● Problems and tasks
[a] Answer these questions about the column on North Carolina's corporate tax law:
(i) Who told the writer never to call someone stupid?
(ii) In what year does the new law take effect?
(iii) According to NC Justice.org, what does the change allow corporate accountants to do?
[b] Rewrite the column on North Carolina's corporate tax law, starting with "My Aunt Peg" and going on through "more closely.", with "Raleigh" swapped for "the state capital".
[c] Write the next part of the column on North Carolina's corporate tax law, picking up after its last sentence.

##### Text segment

August 12th / 14th, 2011
"Corporate Tax Law: Stupid is as Stupid Does"
My Aunt Peg told me the other day never to refer to someone as stupid.
"The more appropriate thing to say", she advised, "is, 'that the person DID
something stupid' ". But I am conflicted because that wise philosopher Forrest
Gump once said, "Stupid is as stupid does". So what, then, should I say
about the Republicans in Raleigh who recently passed a new law which will
allow North Carolina corporations to pay their taxes in other states where they
have subsidiaries, and where the tax rates are lower? How exactly should I
characterize politicians who complain that the State needs to raise more
revenues, then they vote to let companies pay their Tar Heel taxes in another
state? Are these politicians actually stupid? Or, did they just do
something stupid? Before I answer that question, let's examine the controversy
more closely.
In the past, the NC Secretary of Revenue had the authority to require both
in-state and out-of-state subsidiaries to file a joint tax return if there
was evidence of the multistate corporation shifting income to avoid paying
state taxes. But when the new law takes effect in 2012, the Secretary will
only be able to require joint tax returns if transactions between
subsidiaries have no "reasonable business purposes" other than reducing the
corporation's tax liability. According to NC Justice.org, this allows corporate
accountants to restructure tax shelters to give the appearance of business
purposes.

##########
##### Data

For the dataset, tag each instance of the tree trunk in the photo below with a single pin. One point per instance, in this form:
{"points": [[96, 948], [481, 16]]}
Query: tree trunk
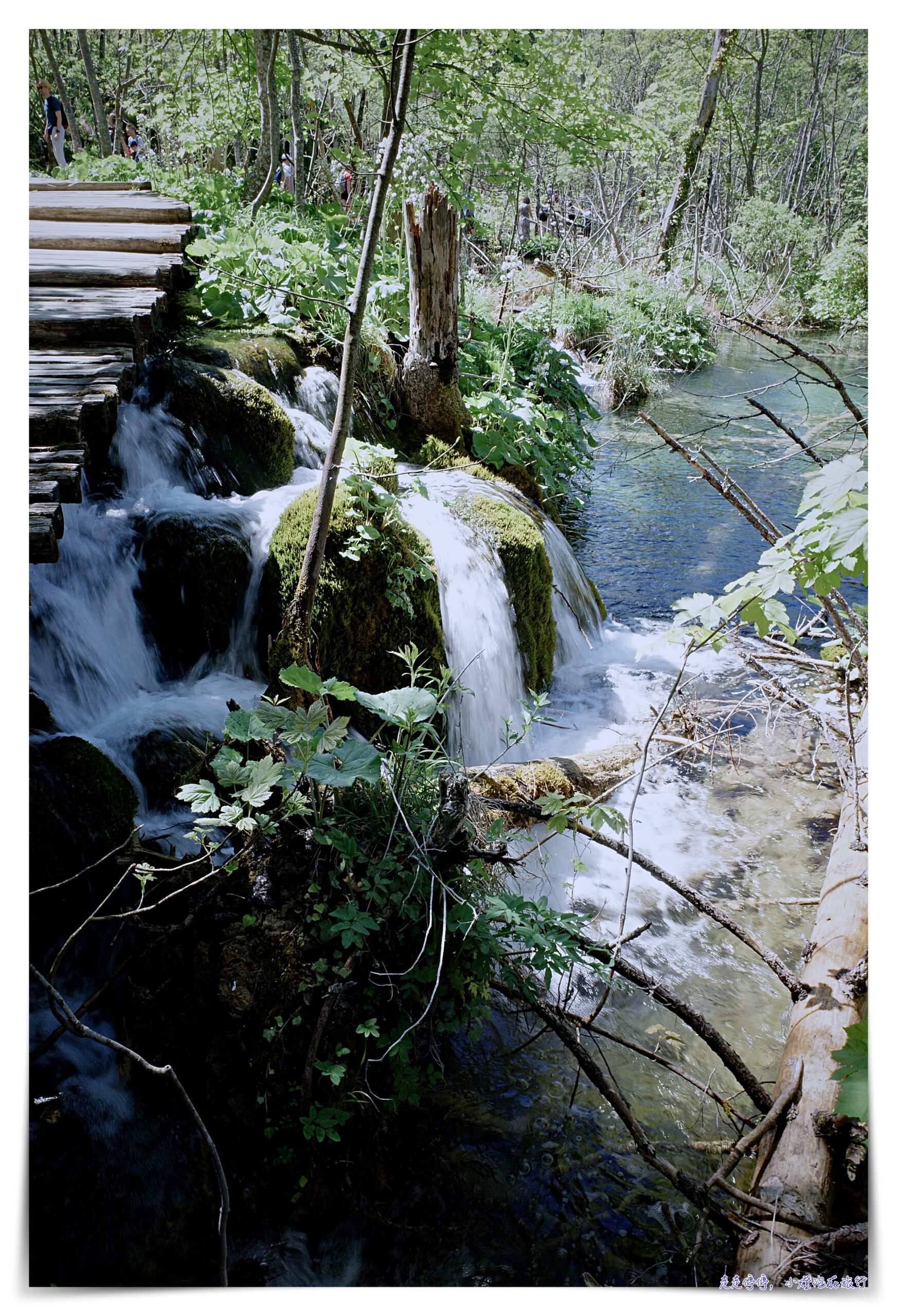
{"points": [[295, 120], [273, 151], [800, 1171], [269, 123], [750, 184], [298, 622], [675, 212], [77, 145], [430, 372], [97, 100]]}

##########

● Exercise answers
[a]
(i) Aunt Peg
(ii) 2012
(iii) Restructure tax shelters to give the appearance of business purposes

[b]
My Aunt Peg told me the other day never to refer to someone as stupid.
"The more appropriate thing to say", she advised, "is, 'that the person DID
something stupid' ". But I am conflicted because that wise philosopher Forrest
Gump once said, "Stupid is as stupid does". So what, then, should I say
about the Republicans in the state capital who recently passed a new law which will
allow North Carolina corporations to pay their taxes in other states where they
have subsidiaries, and where the tax rates are lower? How exactly should I
characterize politicians who complain that the State needs to raise more
revenues, then they vote to let companies pay their Tar Heel taxes in another
state? Are these politicians actually stupid? Or, did they just do
something stupid? Before I answer that question, let's examine the controversy
more closely.

[c]
Earlier this year the NC Department of Revenue warned legislators not to
change the tax law, saying it would result in a one-time loss of $510
million dollars, and annual losses of $97 million dollars. But Republican
representatives pushed the bill through anyway, and our so-called Democratic
Governor signed it into law.
Citizens for Tax Justice say the new law will make North Carolina a "Tax-free
haven for multistate corporations".
To be fair, though, such companies have been playing fast and loose with
taxes long before now. For example, according to NewRules.org, Toys R Us
once shifted $55 million dollars in profits to a Delaware subsidiary to avoid
paying various state taxes. And, then there's Wal Mart, who, according to
Citizens for Tax Justice avoided paying over $4 billion dollars in total
state taxes from 1999 to 2005.
So while tax dodges are nothing new, the law passed last month in Raleigh
legitimizes and encourages these kinds of business practices. Says the NC
AFL-CIO, "the new legislation legalizes corporate tax evasion".
Both parties say the new law needs to be tweaked before it goes into
effect next year, but it needs more than tweaking. NC lawmakers need to rethink
their mistake, and vote to repeal the bill before it can do real damage.
They need to get in lock step with 23 other states who require combined
reporting of corporate income. NewRules.org explains that under that system,
companies would have to total up their combined profits from all subsidiaries
before determining what portion of those profits are taxable in each state.
Absent of such combined reporting, not only will North Carolina lose
hundreds of millions of dollars in revenue over time, but we will be putting our
smaller in-state companies at a distinct disadvantage as they try to
compete with multistate stores who can charge less for their product because
they aren't paying any state taxes.
This new law is a loophole that will put North Carolina in a deep hole. It
was ill-conceived and passed in haste. So perhaps we should say that our
lawmakers just DID something stupid. But they did it at a time when the
State's economy is bleeding red ink. So that makes them
ACTUALLY stupid. Sorry Aunt Peg.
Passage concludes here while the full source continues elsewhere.